MATERIAL FOR THE TASK:
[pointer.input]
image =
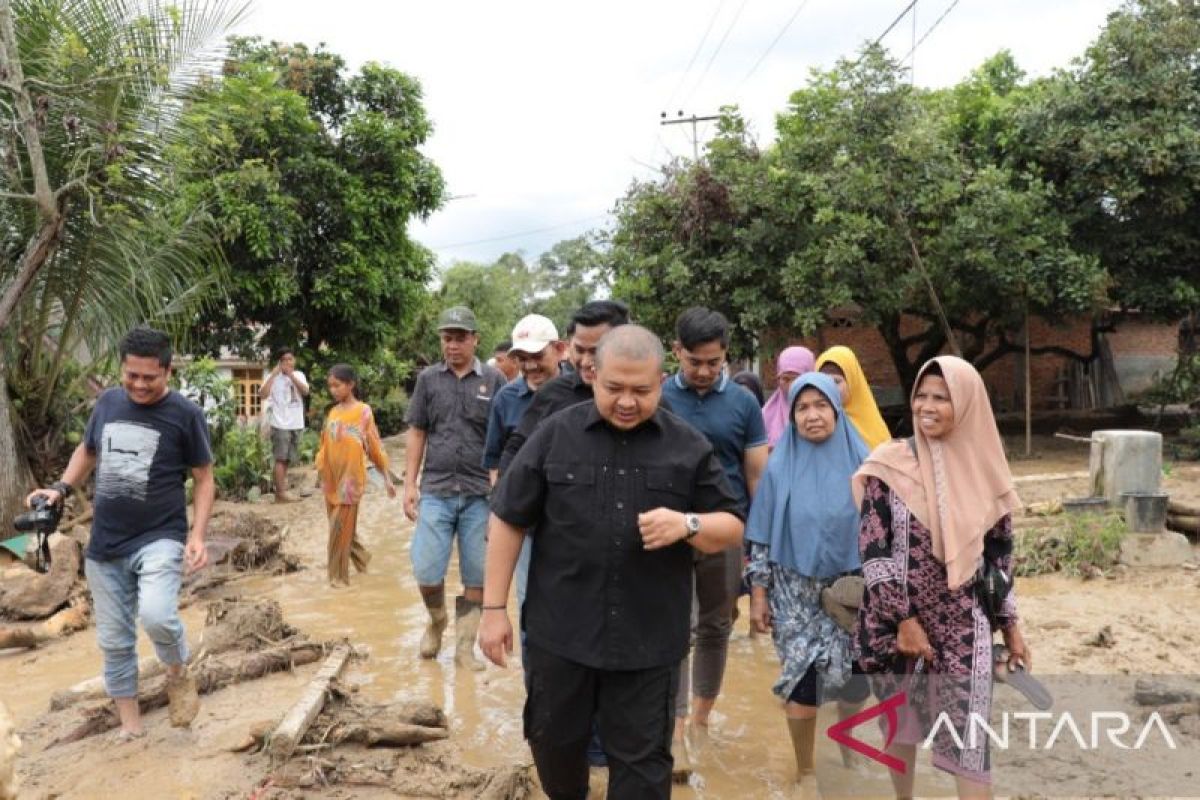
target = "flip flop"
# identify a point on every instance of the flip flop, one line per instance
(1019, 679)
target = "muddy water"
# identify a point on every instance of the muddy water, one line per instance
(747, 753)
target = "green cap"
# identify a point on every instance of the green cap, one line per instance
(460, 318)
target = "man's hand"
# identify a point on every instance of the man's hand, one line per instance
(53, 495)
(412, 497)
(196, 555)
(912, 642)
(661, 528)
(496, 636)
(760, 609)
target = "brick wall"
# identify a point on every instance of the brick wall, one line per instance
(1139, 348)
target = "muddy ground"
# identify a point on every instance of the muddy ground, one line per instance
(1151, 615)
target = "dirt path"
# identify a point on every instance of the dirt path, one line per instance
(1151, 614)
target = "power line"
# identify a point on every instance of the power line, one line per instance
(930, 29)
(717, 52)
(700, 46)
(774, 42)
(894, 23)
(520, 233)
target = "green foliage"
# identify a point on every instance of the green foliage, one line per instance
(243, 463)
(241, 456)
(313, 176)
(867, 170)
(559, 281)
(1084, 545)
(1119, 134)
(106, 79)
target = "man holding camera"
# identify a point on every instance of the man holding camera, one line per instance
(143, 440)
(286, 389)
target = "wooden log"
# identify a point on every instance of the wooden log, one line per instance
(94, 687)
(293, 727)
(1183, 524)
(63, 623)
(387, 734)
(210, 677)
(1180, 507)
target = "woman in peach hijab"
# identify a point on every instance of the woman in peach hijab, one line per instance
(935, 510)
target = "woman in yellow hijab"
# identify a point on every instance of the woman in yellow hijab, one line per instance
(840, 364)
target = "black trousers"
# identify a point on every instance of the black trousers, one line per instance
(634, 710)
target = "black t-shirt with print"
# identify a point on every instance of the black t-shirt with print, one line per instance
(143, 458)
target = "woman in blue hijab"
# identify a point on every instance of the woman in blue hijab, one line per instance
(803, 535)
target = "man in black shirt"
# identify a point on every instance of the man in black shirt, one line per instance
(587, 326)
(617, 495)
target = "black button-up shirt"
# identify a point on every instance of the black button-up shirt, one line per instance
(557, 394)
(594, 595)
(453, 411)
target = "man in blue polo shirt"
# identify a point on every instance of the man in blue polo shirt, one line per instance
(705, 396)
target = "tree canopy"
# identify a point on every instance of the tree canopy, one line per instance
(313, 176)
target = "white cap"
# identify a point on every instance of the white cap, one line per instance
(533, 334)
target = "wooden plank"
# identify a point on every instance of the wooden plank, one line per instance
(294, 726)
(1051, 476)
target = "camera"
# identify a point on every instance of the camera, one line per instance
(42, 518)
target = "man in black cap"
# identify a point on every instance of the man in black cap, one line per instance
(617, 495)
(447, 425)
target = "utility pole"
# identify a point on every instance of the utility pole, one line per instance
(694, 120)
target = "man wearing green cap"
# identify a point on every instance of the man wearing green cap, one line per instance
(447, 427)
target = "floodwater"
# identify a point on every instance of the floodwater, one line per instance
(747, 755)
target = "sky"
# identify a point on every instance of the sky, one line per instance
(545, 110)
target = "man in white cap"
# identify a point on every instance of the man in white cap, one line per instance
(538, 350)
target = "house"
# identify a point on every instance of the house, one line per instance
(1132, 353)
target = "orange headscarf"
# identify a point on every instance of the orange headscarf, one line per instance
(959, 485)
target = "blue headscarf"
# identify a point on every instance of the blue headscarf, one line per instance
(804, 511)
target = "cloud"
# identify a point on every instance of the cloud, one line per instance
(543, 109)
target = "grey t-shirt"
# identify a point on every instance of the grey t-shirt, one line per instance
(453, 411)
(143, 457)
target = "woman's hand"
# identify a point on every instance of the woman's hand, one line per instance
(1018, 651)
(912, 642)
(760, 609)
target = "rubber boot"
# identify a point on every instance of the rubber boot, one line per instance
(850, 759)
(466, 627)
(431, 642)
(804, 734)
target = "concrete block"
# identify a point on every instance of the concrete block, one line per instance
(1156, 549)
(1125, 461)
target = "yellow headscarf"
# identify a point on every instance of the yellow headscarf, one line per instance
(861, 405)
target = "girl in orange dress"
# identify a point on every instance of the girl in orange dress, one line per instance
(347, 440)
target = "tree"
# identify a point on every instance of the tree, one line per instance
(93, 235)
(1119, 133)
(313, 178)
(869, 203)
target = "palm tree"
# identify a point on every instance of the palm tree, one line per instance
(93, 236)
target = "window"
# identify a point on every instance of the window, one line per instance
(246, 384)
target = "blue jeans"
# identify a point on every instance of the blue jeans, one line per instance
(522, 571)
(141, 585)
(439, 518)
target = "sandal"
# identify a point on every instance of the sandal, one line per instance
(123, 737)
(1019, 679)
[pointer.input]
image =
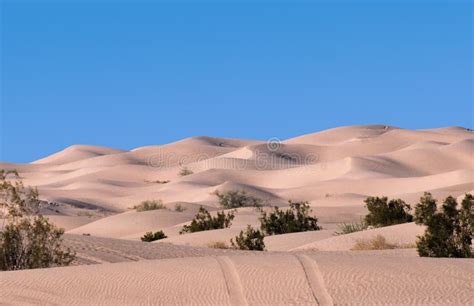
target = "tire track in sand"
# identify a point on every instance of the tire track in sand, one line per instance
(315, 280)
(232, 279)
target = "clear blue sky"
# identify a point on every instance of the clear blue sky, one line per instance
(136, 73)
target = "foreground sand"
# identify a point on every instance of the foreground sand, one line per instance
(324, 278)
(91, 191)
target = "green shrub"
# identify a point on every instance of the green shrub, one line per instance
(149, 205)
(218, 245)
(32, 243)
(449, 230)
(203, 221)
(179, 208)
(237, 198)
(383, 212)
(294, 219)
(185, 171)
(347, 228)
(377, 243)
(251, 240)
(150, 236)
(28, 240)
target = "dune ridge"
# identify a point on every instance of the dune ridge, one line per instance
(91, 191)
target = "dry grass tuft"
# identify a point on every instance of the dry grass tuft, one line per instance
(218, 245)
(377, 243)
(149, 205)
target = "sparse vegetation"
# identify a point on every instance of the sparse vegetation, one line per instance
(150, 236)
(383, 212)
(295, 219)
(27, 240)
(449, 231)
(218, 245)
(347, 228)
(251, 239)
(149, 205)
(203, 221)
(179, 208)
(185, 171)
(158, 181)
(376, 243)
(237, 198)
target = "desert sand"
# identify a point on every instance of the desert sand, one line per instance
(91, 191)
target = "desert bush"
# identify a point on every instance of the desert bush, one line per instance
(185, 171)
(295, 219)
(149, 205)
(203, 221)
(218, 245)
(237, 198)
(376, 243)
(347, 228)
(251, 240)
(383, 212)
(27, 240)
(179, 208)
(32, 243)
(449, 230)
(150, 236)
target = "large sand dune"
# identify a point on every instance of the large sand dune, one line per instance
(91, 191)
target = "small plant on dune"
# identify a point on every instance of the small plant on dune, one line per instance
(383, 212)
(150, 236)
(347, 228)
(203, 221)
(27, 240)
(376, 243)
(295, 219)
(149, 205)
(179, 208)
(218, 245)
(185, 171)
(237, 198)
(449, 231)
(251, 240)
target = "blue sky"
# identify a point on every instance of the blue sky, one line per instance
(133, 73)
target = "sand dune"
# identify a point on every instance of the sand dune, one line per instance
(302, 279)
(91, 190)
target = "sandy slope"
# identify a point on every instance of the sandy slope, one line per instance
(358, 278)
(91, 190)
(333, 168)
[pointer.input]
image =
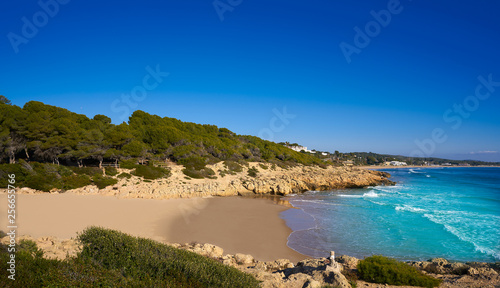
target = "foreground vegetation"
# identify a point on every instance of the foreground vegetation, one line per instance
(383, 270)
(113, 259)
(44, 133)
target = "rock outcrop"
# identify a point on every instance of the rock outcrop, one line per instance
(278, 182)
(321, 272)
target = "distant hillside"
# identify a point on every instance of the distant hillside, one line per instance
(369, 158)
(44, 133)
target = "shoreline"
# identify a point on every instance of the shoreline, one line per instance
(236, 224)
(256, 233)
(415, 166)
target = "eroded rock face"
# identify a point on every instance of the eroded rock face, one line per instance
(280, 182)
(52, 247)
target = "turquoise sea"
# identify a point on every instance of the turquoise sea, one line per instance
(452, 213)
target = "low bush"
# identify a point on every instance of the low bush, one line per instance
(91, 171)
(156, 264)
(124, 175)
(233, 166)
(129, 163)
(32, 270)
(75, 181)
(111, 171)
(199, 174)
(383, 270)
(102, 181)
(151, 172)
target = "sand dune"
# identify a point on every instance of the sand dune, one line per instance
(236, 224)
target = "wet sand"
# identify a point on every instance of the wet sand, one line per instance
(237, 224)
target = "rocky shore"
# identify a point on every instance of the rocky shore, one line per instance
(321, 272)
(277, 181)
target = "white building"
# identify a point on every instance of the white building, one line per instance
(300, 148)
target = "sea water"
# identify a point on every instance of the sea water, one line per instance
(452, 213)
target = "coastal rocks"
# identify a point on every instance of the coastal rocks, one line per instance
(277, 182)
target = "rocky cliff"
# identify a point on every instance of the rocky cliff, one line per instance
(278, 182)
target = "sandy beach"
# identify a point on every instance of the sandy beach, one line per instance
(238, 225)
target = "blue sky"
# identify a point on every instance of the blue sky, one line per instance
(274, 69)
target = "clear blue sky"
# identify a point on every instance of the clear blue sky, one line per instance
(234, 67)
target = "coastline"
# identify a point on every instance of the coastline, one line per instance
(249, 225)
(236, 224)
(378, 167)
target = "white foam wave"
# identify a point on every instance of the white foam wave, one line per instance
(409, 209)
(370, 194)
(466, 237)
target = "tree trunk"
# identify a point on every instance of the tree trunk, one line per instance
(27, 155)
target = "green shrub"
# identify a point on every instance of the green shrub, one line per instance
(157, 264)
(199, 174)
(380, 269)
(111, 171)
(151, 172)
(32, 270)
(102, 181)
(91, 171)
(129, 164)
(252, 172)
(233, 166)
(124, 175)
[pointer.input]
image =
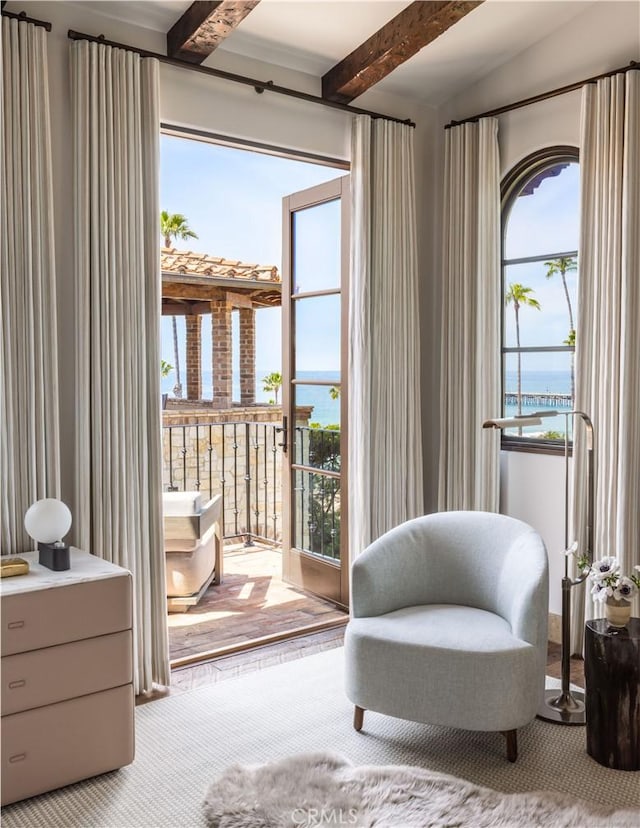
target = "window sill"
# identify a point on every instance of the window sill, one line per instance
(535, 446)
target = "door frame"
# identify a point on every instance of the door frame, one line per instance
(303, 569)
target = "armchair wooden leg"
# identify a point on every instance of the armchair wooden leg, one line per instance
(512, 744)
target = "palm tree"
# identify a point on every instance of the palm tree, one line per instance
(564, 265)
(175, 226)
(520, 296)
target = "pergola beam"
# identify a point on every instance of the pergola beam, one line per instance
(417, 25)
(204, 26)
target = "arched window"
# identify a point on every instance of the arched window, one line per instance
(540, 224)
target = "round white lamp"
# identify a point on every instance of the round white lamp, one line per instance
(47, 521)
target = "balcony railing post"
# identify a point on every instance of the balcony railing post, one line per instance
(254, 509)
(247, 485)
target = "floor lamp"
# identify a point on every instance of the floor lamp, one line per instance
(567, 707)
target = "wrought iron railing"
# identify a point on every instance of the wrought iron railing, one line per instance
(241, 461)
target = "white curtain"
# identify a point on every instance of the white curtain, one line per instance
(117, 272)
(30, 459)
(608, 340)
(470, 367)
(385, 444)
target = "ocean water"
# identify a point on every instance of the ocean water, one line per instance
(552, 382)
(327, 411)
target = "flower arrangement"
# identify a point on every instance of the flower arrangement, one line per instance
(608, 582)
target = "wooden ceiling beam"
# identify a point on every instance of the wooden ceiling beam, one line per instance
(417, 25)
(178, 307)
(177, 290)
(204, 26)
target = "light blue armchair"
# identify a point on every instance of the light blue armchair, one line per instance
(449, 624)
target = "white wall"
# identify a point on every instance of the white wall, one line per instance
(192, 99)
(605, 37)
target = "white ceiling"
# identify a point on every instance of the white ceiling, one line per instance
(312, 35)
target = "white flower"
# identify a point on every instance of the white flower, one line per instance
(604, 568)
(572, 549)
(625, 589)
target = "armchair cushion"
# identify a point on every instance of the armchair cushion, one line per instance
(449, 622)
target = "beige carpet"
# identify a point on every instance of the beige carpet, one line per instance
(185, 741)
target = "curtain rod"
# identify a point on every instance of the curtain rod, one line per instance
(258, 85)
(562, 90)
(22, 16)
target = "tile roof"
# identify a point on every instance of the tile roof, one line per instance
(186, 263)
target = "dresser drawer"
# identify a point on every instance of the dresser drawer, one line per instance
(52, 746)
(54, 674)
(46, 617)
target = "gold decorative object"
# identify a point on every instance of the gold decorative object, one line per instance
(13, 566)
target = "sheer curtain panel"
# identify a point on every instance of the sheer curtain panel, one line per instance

INSTRUCTIONS TO FOLLOW:
Search the material above for the word "panel", then copy each line that holds it.

THE COMPLETED TASK:
target = "sheer curtain panel"
# identify a point on every instance of the sheer curtain panel, one line per instance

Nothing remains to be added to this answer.